→ **TEXTO DE ORIGEM**

______

Sociedade
18 maio 2022 às 22h12

Dezenas de casos suspeitos lançam alerta sobre varíola-dos-macacos

DGS revelou a existência de 14 casos oficiais na zona de Lisboa, mas há mais suspeitos. Doença está a provocar surtos em países europeus. Não está relacionada com orientações sexuais.

Rui Frias

Catorze casos confirmados e, pelos menos, outros dois em análise com forte probabilidade de se tratarem também de infeções por varíola-dos-macacos, uma doença rara endémica de zonas selvagens de África que agora chega pela primeira vez a Portugal, numa altura em que têm sido também reportados surtos noutros países europeus, como Reino Unido e Espanha.

A revelação foi feita ontem ao início da noite através de comunicado da Direção-Geral da Saúde. Algumas horas antes a DGS tinha informado que "foram identificados, neste mês de maio, mais de 20 casos suspeitos de infeção pelo vírus Monkeypox [varíola-dos-macacos], todos na região de Lisboa e Vale do Tejo". Fonte hospitalar já tinha avançado à CNN Portugal que o Centro Hospitalar Lisboa Central (CHULC) tinha realizado análises aos vários casos suspeitos, que horas mais tarde foram confirmados pelo Instituto Nacional de Saúde Ricardo Jorge (INSA) com a presença do vírus.

Apesar de, nos três países europeus em que foi detetada neste último mês, a doença ter sido diagnosticada sobretudo entre homens com relações homossexuais, esta não é uma doença relacionada com orientações sexuais, esclarece ao DN o infeciologista Jaime Nina, professor do Instituto de Higiene e Medicina Tropical.

______

→ **DADOS FORNECIDOS**
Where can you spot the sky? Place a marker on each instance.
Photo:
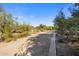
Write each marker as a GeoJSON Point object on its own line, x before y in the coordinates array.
{"type": "Point", "coordinates": [36, 13]}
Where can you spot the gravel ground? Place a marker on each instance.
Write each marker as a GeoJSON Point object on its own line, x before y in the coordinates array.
{"type": "Point", "coordinates": [40, 45]}
{"type": "Point", "coordinates": [63, 49]}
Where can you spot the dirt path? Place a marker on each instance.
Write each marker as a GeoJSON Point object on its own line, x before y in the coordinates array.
{"type": "Point", "coordinates": [9, 49]}
{"type": "Point", "coordinates": [40, 44]}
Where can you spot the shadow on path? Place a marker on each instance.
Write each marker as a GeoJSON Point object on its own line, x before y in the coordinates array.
{"type": "Point", "coordinates": [40, 45]}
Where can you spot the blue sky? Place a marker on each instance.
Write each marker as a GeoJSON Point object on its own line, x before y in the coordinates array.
{"type": "Point", "coordinates": [36, 13]}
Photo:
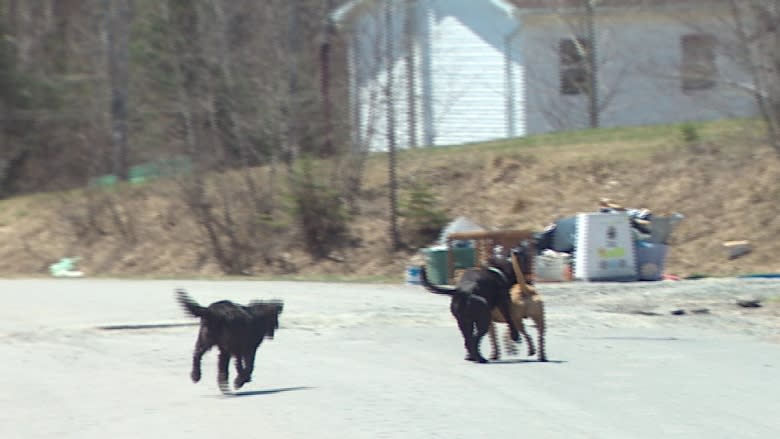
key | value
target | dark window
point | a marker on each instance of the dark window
(573, 55)
(698, 69)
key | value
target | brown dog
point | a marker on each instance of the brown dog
(479, 291)
(525, 302)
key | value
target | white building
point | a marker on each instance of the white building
(440, 72)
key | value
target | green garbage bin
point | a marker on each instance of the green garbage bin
(436, 261)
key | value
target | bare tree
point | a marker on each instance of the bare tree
(756, 24)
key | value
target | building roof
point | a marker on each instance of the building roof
(351, 7)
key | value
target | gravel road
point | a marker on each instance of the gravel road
(90, 358)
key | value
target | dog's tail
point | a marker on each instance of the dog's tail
(189, 305)
(435, 288)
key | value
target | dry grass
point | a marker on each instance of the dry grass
(726, 184)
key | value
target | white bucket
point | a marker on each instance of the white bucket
(413, 274)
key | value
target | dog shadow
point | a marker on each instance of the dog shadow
(523, 361)
(244, 393)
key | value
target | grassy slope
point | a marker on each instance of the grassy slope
(726, 185)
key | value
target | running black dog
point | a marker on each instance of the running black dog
(236, 329)
(477, 293)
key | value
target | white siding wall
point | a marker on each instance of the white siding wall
(639, 59)
(460, 92)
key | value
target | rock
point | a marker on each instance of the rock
(749, 303)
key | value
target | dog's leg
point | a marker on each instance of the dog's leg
(540, 331)
(239, 359)
(495, 352)
(521, 326)
(202, 345)
(509, 345)
(222, 371)
(483, 325)
(503, 306)
(470, 340)
(249, 367)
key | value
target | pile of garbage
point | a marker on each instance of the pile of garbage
(614, 243)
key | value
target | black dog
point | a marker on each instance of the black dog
(236, 329)
(477, 293)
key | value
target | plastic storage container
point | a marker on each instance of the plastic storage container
(436, 262)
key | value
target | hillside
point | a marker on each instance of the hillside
(722, 179)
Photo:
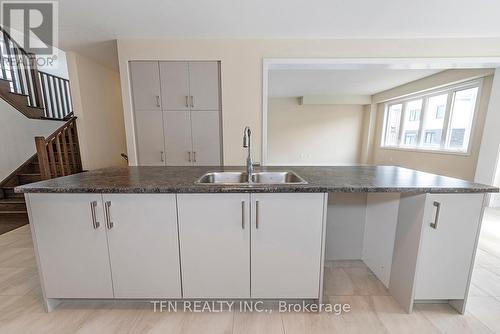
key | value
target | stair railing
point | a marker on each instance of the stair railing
(19, 67)
(56, 95)
(43, 90)
(59, 154)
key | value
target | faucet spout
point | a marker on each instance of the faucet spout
(247, 133)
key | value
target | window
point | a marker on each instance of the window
(438, 120)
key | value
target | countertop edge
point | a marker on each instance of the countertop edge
(250, 189)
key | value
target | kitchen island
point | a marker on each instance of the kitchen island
(155, 233)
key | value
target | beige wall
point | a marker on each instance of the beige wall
(241, 66)
(455, 165)
(313, 134)
(97, 103)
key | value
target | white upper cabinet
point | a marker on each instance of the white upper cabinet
(178, 142)
(206, 139)
(175, 85)
(286, 245)
(143, 245)
(214, 235)
(145, 85)
(71, 244)
(447, 248)
(187, 130)
(149, 135)
(204, 85)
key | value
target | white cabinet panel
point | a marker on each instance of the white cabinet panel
(143, 245)
(214, 235)
(204, 85)
(145, 85)
(149, 134)
(73, 253)
(178, 144)
(286, 245)
(175, 85)
(206, 139)
(446, 252)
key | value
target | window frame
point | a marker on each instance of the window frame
(450, 90)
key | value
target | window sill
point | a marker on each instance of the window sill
(418, 150)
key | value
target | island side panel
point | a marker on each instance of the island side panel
(460, 305)
(380, 232)
(345, 226)
(406, 248)
(48, 303)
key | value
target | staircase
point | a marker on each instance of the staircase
(12, 204)
(57, 155)
(37, 95)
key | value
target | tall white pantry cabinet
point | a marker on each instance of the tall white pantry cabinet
(177, 112)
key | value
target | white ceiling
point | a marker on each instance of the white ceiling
(93, 23)
(300, 82)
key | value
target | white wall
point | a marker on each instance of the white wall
(18, 133)
(313, 134)
(488, 165)
(456, 165)
(97, 103)
(241, 67)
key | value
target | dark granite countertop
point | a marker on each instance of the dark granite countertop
(320, 179)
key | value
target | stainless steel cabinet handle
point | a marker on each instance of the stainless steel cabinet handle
(95, 223)
(109, 223)
(436, 217)
(256, 215)
(242, 215)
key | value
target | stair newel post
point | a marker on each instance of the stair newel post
(79, 165)
(43, 159)
(36, 82)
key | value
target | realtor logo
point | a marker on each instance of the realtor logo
(33, 24)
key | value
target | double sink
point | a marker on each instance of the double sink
(285, 177)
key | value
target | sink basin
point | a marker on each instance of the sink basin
(257, 178)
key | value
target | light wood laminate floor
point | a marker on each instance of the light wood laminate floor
(372, 309)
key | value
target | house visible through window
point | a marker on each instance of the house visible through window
(437, 120)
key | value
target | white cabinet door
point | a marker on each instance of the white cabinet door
(175, 85)
(214, 236)
(204, 85)
(286, 245)
(73, 252)
(446, 252)
(143, 245)
(145, 82)
(178, 143)
(149, 134)
(206, 138)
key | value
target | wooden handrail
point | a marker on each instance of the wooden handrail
(43, 90)
(59, 153)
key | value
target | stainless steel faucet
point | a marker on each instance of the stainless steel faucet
(247, 144)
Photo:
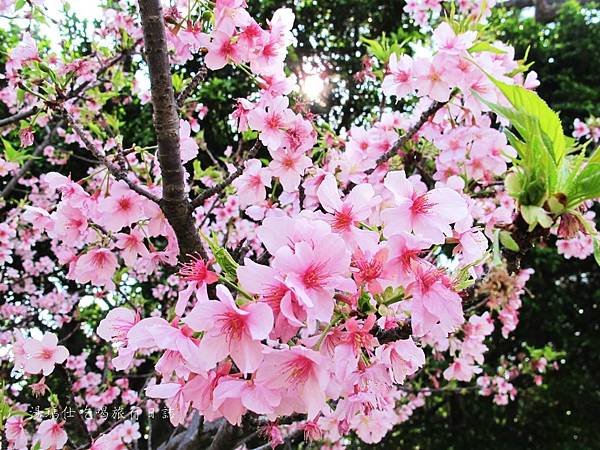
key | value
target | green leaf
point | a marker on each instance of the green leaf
(597, 250)
(485, 47)
(535, 215)
(507, 241)
(531, 104)
(223, 257)
(13, 155)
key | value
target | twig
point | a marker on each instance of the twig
(175, 203)
(207, 193)
(429, 112)
(196, 80)
(115, 170)
(19, 116)
(10, 186)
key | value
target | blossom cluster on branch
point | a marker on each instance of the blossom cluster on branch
(335, 281)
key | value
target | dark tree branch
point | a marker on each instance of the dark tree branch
(74, 93)
(175, 204)
(207, 193)
(190, 88)
(10, 186)
(429, 112)
(19, 116)
(113, 168)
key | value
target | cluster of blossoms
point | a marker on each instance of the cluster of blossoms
(355, 265)
(422, 11)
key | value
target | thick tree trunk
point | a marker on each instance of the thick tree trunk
(175, 203)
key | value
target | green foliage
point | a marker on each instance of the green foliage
(564, 54)
(223, 257)
(543, 168)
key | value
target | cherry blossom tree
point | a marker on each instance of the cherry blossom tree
(309, 286)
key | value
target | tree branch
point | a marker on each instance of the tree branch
(114, 169)
(429, 112)
(10, 186)
(175, 204)
(207, 193)
(196, 80)
(19, 116)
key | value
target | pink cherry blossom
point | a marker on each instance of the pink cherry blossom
(430, 79)
(96, 266)
(222, 50)
(289, 166)
(447, 41)
(399, 81)
(403, 357)
(426, 213)
(434, 302)
(301, 373)
(251, 185)
(121, 208)
(15, 432)
(231, 330)
(51, 435)
(271, 120)
(43, 355)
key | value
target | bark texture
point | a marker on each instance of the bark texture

______

→ **TAREFA 1**
Repita tal como está no texto de origem o trecho que começa em "DGS revelou a" e vai até "com orientações sexuais.".
→ **TAREFA 2**
Por favor, traduza para inglês esta frase do texto de origem: "A revelação foi feita ontem ao início da noite através de comunicado da Direção-Geral da Saúde."
Responda com base apenas no texto de origem, sem recorrer à listagem.

→ **RESPOSTA 1**
DGS revelou a existência de 14 casos oficiais na zona de Lisboa, mas há mais suspeitos. Doença está a provocar surtos em países europeus. Não está relacionada com orientações sexuais.

→ **RESPOSTA 2**
The disclosure was made yesterday early in the evening through a statement from the Directorate-General of Health.